--- SZCZEGÓŁY ZADANIA ---
Wyciągnij z poniższego wykazu każdy wiersz, w którym występuje słowo „balcony”.

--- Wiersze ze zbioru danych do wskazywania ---

────────────────────────────────────────

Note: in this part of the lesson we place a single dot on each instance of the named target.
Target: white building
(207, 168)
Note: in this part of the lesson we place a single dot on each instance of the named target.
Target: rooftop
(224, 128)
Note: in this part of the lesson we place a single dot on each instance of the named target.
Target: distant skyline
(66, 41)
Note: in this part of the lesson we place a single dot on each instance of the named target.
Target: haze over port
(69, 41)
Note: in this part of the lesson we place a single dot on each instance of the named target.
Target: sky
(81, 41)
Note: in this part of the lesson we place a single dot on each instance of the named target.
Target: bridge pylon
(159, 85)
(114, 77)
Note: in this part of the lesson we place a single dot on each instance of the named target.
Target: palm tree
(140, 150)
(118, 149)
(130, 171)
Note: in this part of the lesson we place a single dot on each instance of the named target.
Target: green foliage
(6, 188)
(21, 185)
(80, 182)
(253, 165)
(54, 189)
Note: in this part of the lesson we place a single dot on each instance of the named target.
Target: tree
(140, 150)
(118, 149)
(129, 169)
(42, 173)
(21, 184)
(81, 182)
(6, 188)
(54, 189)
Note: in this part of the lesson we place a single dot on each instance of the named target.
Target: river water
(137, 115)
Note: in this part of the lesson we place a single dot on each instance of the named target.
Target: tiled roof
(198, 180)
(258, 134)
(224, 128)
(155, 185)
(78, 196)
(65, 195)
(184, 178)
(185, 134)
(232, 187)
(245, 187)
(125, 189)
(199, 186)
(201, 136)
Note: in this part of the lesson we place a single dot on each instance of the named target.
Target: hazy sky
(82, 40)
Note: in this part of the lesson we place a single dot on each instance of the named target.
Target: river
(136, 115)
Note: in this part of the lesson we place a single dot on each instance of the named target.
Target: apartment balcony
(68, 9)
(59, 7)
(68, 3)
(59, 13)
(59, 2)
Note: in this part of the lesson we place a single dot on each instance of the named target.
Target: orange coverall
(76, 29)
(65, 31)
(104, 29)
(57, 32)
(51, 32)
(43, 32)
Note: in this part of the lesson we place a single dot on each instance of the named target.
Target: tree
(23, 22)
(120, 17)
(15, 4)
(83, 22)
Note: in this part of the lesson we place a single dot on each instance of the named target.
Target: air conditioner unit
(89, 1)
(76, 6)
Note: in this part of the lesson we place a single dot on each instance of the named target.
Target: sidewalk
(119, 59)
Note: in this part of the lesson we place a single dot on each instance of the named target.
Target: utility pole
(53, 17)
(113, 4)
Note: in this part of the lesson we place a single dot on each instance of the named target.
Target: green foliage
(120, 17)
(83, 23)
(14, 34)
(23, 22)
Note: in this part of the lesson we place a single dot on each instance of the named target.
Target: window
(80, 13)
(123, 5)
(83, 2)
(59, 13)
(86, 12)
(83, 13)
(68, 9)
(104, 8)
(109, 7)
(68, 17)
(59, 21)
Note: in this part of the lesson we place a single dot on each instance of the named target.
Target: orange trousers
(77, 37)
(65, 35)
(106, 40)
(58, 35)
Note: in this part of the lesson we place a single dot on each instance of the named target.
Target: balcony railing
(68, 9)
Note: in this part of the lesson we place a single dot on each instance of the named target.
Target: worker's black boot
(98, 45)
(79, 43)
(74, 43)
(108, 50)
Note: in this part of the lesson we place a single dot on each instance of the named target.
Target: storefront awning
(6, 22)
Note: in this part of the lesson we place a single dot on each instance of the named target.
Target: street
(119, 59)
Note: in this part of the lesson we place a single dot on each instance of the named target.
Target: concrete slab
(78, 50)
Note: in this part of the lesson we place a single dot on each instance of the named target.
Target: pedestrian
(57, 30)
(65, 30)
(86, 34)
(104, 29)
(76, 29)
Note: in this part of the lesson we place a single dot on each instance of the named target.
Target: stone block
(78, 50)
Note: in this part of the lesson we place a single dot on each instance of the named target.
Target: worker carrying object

────────────────────────────────────────

--- ODPOWIEDŹ NA ZADANIE ---
Target: apartment balcony
Target: balcony railing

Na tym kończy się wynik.